■ WHAT THE TASK ASKS: Nothing but the records themselves, exactly as written, should appear in the reply; leave out the pictures.

***** DATA FOR THIS EXERCISE

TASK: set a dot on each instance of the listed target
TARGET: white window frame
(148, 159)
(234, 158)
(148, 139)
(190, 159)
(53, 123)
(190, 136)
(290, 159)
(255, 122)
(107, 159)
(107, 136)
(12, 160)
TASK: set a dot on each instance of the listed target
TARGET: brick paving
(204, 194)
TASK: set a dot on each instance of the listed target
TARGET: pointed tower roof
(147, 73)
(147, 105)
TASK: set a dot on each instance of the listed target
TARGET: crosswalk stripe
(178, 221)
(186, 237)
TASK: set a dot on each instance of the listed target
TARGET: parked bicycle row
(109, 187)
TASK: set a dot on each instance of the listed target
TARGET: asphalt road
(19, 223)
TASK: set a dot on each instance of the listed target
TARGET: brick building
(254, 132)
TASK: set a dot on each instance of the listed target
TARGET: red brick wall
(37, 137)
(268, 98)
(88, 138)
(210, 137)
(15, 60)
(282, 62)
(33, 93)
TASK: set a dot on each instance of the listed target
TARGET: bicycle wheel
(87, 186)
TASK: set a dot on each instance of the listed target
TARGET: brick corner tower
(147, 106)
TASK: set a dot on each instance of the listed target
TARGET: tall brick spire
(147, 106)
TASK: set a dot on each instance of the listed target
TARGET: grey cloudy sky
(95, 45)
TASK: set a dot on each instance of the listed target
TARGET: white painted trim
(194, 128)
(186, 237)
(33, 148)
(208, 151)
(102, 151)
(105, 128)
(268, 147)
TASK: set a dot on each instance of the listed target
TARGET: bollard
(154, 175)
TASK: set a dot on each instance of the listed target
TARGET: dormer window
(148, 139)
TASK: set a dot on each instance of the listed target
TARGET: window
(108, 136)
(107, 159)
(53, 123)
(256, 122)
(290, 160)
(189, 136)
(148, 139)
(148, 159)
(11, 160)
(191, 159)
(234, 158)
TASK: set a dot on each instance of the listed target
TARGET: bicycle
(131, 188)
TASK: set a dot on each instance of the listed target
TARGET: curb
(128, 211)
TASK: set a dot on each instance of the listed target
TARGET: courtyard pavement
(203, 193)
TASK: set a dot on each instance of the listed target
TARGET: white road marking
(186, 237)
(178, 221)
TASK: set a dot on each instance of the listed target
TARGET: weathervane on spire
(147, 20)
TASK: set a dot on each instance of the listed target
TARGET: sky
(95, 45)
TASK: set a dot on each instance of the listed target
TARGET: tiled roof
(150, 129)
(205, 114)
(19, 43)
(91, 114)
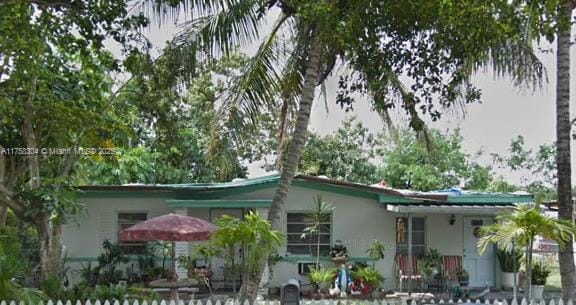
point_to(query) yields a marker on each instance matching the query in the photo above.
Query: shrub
(319, 275)
(509, 261)
(539, 273)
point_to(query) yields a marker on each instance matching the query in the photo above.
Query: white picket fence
(302, 302)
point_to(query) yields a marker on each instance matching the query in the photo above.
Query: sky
(505, 111)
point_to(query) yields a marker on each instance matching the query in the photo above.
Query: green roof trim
(212, 194)
(385, 198)
(496, 198)
(342, 190)
(308, 258)
(223, 203)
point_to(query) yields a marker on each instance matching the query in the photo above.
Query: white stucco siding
(447, 239)
(99, 222)
(355, 221)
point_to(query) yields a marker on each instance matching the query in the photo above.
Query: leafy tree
(54, 78)
(537, 168)
(310, 37)
(232, 232)
(519, 228)
(345, 155)
(563, 129)
(411, 164)
(169, 128)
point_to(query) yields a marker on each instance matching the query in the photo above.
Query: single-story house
(444, 220)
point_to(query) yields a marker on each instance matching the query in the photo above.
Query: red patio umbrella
(170, 227)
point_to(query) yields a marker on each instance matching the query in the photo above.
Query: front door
(479, 266)
(220, 274)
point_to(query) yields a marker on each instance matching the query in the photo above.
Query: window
(418, 236)
(126, 220)
(295, 244)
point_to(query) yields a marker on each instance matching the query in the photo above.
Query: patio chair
(403, 272)
(450, 264)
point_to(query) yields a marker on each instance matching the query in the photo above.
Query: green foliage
(89, 274)
(345, 155)
(411, 164)
(13, 268)
(369, 275)
(540, 273)
(320, 275)
(462, 274)
(432, 260)
(510, 261)
(376, 250)
(537, 169)
(109, 261)
(252, 230)
(109, 292)
(169, 117)
(521, 226)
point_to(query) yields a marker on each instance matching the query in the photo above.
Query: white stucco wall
(99, 222)
(355, 221)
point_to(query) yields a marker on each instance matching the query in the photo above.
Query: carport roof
(384, 195)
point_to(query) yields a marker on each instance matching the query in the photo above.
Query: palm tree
(563, 138)
(309, 38)
(232, 232)
(519, 228)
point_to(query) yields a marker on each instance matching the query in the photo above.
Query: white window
(418, 236)
(126, 220)
(296, 245)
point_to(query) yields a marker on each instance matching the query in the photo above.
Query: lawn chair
(403, 272)
(450, 264)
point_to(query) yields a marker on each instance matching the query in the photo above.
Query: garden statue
(338, 251)
(343, 280)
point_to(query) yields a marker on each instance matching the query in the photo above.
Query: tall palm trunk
(278, 209)
(565, 207)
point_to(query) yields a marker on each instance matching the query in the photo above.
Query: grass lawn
(553, 281)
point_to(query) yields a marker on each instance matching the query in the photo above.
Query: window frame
(398, 249)
(124, 245)
(311, 246)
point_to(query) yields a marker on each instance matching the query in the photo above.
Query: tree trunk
(565, 205)
(54, 251)
(3, 215)
(277, 211)
(528, 287)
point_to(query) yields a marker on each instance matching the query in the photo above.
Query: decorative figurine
(343, 280)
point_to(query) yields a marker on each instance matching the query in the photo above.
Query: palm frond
(217, 29)
(253, 91)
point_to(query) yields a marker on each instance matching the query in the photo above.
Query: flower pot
(537, 291)
(323, 286)
(507, 279)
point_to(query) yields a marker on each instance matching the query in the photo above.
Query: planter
(507, 279)
(537, 291)
(323, 286)
(338, 261)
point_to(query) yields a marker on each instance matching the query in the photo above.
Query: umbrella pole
(174, 259)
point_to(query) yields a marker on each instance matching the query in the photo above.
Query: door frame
(493, 258)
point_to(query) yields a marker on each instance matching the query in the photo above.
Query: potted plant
(368, 279)
(509, 265)
(463, 276)
(430, 264)
(539, 275)
(322, 277)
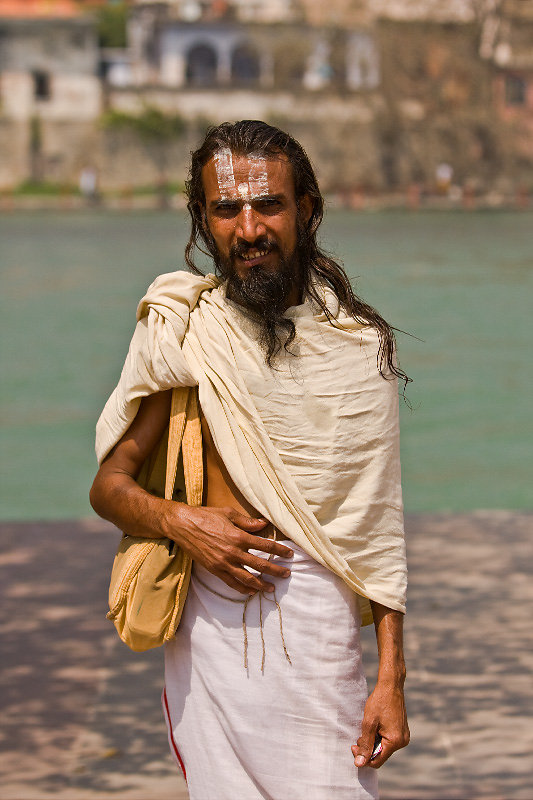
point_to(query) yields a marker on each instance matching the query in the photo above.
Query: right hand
(219, 539)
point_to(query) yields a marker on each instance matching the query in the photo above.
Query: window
(515, 90)
(41, 85)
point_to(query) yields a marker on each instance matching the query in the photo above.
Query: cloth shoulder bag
(150, 577)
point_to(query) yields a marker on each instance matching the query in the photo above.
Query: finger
(264, 566)
(365, 744)
(268, 546)
(252, 581)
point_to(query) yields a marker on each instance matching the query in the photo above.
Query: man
(300, 536)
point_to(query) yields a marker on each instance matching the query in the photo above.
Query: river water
(461, 283)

**********

■ TASK RESPONSE:
TASK: set a dot on each instance of the listed target
TARGET: white window frame
(148, 159)
(234, 158)
(148, 139)
(190, 159)
(53, 123)
(190, 136)
(290, 159)
(255, 122)
(107, 159)
(107, 136)
(12, 160)
TASK: set a dot on each instance of the listed target
TARGET: brick paving
(204, 194)
TASK: set a dot on each instance of the listed target
TARGET: pointed tower roof
(147, 73)
(147, 105)
TASK: set a dot on each instance of the listed target
TARGET: crosswalk stripe
(178, 221)
(186, 237)
TASK: set a dot on each instance of the listed target
TARGET: parked bicycle row
(109, 187)
TASK: set a dot on each instance of the listed target
TARGET: asphalt road
(19, 223)
TASK: set a dot on each instance of the listed target
TARGET: brick building
(254, 132)
TASK: set a dot on each instance of the listed target
TARGET: red brick wall
(37, 137)
(268, 98)
(88, 138)
(210, 137)
(15, 60)
(282, 62)
(33, 93)
TASK: set a dot on each instance of the listed target
TARGET: bicycle wheel
(87, 186)
TASK: set a dot on each instance of the listed target
TARGET: brick corner tower
(147, 106)
TASK: set a dot on each instance of the listed target
TARGET: tall brick spire
(147, 106)
TASK: set a dot on each instance of the listed target
TARGET: grey cloudy sky
(95, 45)
TASK: set a dot on each instance of the listed target
TARGET: white painted trim
(194, 128)
(186, 237)
(33, 148)
(208, 151)
(102, 151)
(105, 128)
(268, 147)
TASK: set a dot on each instance of the listed target
TARGET: bollard
(154, 175)
TASK: set a dot on each instance of the listed target
TARGET: dormer window
(148, 139)
TASK: set a dot on each instance of the listed target
TARGET: window
(108, 136)
(107, 159)
(53, 123)
(256, 122)
(290, 160)
(189, 136)
(148, 139)
(148, 159)
(11, 160)
(191, 159)
(234, 158)
TASK: set a dot on each instance of the listed target
TARGET: bicycle
(131, 188)
TASK: set a dot on each instance of the listed target
TARGET: curb
(128, 211)
TASK: set a dot on each instance of the listed target
TARGET: courtyard pavement
(203, 193)
TASK: set a dot on each instance of the listed target
TARGET: white road marking
(186, 237)
(178, 221)
TASK: set a dot on each instance of the listed target
TARGET: weathervane on spire
(147, 20)
TASK: set a dot on each instance of the listed target
TARGET: sky
(95, 45)
TASK: set a dot on each instance of the listed target
TARGET: tiled roof
(150, 129)
(205, 114)
(19, 43)
(91, 114)
point_to(query) yields a marker on each instance matching the query in the photo above.
Query: shrub
(319, 275)
(509, 261)
(539, 273)
point_to(query) yields a marker on each instance matching the query in the photo above.
Query: white picket fence
(302, 302)
point_to(query) yields a marker on each instance matching the query in the photo above.
Query: sky
(505, 111)
point_to(query) yields a marker on each instance matching the query in the photo above.
Query: green roof trim
(212, 194)
(385, 198)
(496, 198)
(342, 190)
(308, 258)
(223, 203)
point_to(query) yields a marker on each instance matching the query in the photo above.
Query: white stucco siding
(447, 239)
(99, 222)
(355, 221)
point_to(query) yields a marker on each instance matching the query in the photo above.
Query: leafy tree
(54, 78)
(537, 168)
(310, 37)
(232, 232)
(519, 228)
(345, 155)
(563, 129)
(411, 164)
(169, 128)
point_to(query) yields a marker on each instance matching the query in the photo above.
Query: single-story house
(444, 220)
point_to(query) yields a marker on each instance matching the query in the photo above.
Query: red patio umbrella
(170, 227)
point_to(query) yields a marker on each instance matching the query in the photo above.
Query: front door
(479, 266)
(220, 274)
point_to(query) yields a marker on each instance matching the query in the photo above.
Query: window
(418, 236)
(126, 220)
(295, 244)
point_to(query) yields a marker on each instance matching the query in the photo above.
Query: patio chair
(403, 272)
(450, 264)
point_to(query) yields a marker on each instance matching the query in the photo above.
Query: green foliage
(89, 274)
(345, 155)
(411, 164)
(13, 268)
(369, 275)
(540, 273)
(320, 275)
(462, 274)
(432, 260)
(510, 261)
(376, 250)
(537, 169)
(109, 261)
(252, 230)
(109, 292)
(169, 117)
(521, 226)
point_to(query) yields a marker on each instance matching the query in the photo above.
Query: white stucco wall
(99, 222)
(355, 221)
point_to(query) yields a marker on each instance matching the query in the photo above.
Query: carport roof
(384, 195)
point_to(query) yields a marker on each instance matching the query in the photo above.
Query: palm tree
(563, 138)
(309, 38)
(232, 232)
(519, 228)
point_to(query) yields a marker on each instance matching the query in the photo above.
Query: white window
(418, 236)
(126, 220)
(296, 245)
point_to(query) yields a marker on each instance matching the query in the photo above.
Query: lawn chair
(403, 272)
(450, 264)
point_to(query) yields a marker on each instance matching the query in the photo above.
Query: garden statue
(338, 251)
(343, 280)
point_to(query) yields a marker on each instance matching the query in the photo above.
Query: tall palm trunk
(278, 209)
(565, 207)
point_to(query) yields a marker on each instance matching the query in the photo above.
Query: grass lawn
(553, 281)
point_to(query) yields a marker on each instance matching the query in the photo above.
Query: window frame
(398, 249)
(124, 245)
(311, 246)
point_to(query) yields a marker on each instance matching the query in the photo above.
Query: tree trunk
(565, 205)
(54, 251)
(3, 215)
(277, 211)
(528, 287)
point_to(query) yields a marker on each instance matching the query in the photo above.
Query: decorative figurine
(343, 280)
point_to(query) yields a marker on each instance matching the query in the photo above.
Query: palm frond
(217, 29)
(253, 91)
point_to(query) yields a marker on each instance matching the query in the photo above.
Query: flower pot
(537, 291)
(323, 286)
(507, 279)
point_to(query) yields a marker on each instance matching the query in the photo above.
Query: planter
(507, 279)
(537, 291)
(323, 286)
(338, 261)
point_to(query) yields a marker on each instance matching the query in the photo above.
Query: umbrella pole
(174, 259)
point_to(query) yields a marker on each instance matching the query in the photo above.
Query: door frame
(493, 258)
point_to(query) yields a marker on each instance matching the query in the photo above.
Query: potted plant
(368, 279)
(509, 265)
(463, 276)
(430, 264)
(539, 275)
(322, 277)
point_to(query) yields a marker on each instance matching the query in the photo above.
Query: right hand
(219, 539)
point_to(query) yields a marker on each instance matching the query in the photo above.
Query: window
(515, 90)
(41, 85)
point_to(query) yields a marker on each instance matching the query in the photo above.
Query: cloth shoulder bag
(150, 577)
point_to(query) yields a marker on each instance matching the query in the photo above.
Query: finger
(264, 566)
(365, 744)
(268, 546)
(252, 581)
point_to(query) yields a marker on each instance matching the query in the photo above.
Query: man
(300, 536)
point_to(query) yields a marker on each instance matching the query in the photo above.
Query: river water
(461, 283)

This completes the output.